## [Passage provided]
<<<<

Given claim: more than \(25\)months

The claim is either the null hypothesis or the alternative hypothesis. The null hypothesis and the alternative hypothesis state the opposite of each other. The null hypothesis needs to contain the value mentioned in the claim.

\(\begin{array}{l}{H_0}:{\mu _d} = - 25\\{H_a}:{\mu _d} < - 25\end{array}\)

Determine the sample mean of the differences. The mean is the sum of all values divided by the number of values.

\(\bar d = \frac{{ - 24 - 12 - 55 + \ldots + - 61 - 69 - 80}}{{15}} \approx - 38.6\)

Determine the sample standard deviation of the differences:

\({s_d} = \sqrt {\frac{{{{( - 24 - ( - 38.6))}^2} + \ldots + {{( - 80 - ( - 38.6))}^2}}}{{15 - 1}}} \approx 23.1788\)

Determine the value of the test statistic:

\(t = \frac{{\bar d - d}}{{{s_d}/\sqrt n }} = \frac{{ - 38.6 - 0}}{{23.1788/\sqrt {15} }} \approx - 6.450\)

>>>>

## [Your assignment]
In the worked hypothesis-test solution, what is the sample standard deviation of the differences, approximately?

## [Supplied information]

<<<<

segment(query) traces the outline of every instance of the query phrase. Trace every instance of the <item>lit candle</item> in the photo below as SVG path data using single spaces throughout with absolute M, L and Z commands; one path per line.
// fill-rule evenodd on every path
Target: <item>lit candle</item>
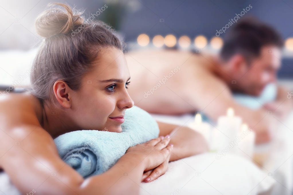
M 240 141 L 239 147 L 242 151 L 239 151 L 239 153 L 251 160 L 253 157 L 254 151 L 255 133 L 249 128 L 246 123 L 243 123 L 241 126 L 239 133 L 238 137 Z
M 217 128 L 229 138 L 229 141 L 232 141 L 236 139 L 242 122 L 241 118 L 234 115 L 234 111 L 229 108 L 225 116 L 222 116 L 218 119 Z
M 207 122 L 202 121 L 201 115 L 199 113 L 195 115 L 194 122 L 191 123 L 190 127 L 192 129 L 200 132 L 203 136 L 208 143 L 211 142 L 211 126 Z

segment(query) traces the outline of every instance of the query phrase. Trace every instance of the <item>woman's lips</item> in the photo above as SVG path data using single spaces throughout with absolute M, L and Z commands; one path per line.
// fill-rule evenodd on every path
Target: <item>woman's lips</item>
M 122 123 L 124 122 L 124 118 L 123 116 L 117 117 L 109 117 L 109 118 L 119 123 Z

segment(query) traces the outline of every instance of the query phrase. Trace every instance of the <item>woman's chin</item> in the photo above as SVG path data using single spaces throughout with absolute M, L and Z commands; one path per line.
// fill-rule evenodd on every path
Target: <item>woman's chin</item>
M 121 133 L 122 132 L 122 128 L 121 125 L 119 125 L 119 127 L 113 127 L 109 128 L 108 131 L 111 132 Z

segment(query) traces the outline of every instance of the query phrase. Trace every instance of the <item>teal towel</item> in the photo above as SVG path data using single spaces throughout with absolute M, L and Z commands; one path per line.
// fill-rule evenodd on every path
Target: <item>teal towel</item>
M 76 131 L 54 139 L 59 155 L 84 178 L 102 173 L 115 164 L 128 148 L 159 136 L 156 121 L 134 106 L 126 111 L 122 132 Z

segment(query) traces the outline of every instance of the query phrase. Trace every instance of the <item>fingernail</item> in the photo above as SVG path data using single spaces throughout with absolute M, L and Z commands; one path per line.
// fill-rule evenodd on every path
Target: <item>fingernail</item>
M 146 179 L 144 180 L 147 182 L 148 182 L 149 181 L 151 180 L 151 178 L 149 177 L 147 177 Z

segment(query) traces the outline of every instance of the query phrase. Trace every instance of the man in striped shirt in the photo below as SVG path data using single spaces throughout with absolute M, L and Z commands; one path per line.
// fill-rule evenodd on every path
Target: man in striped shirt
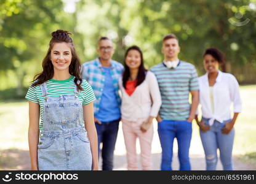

>>>>

## [Solution]
About 23.1788.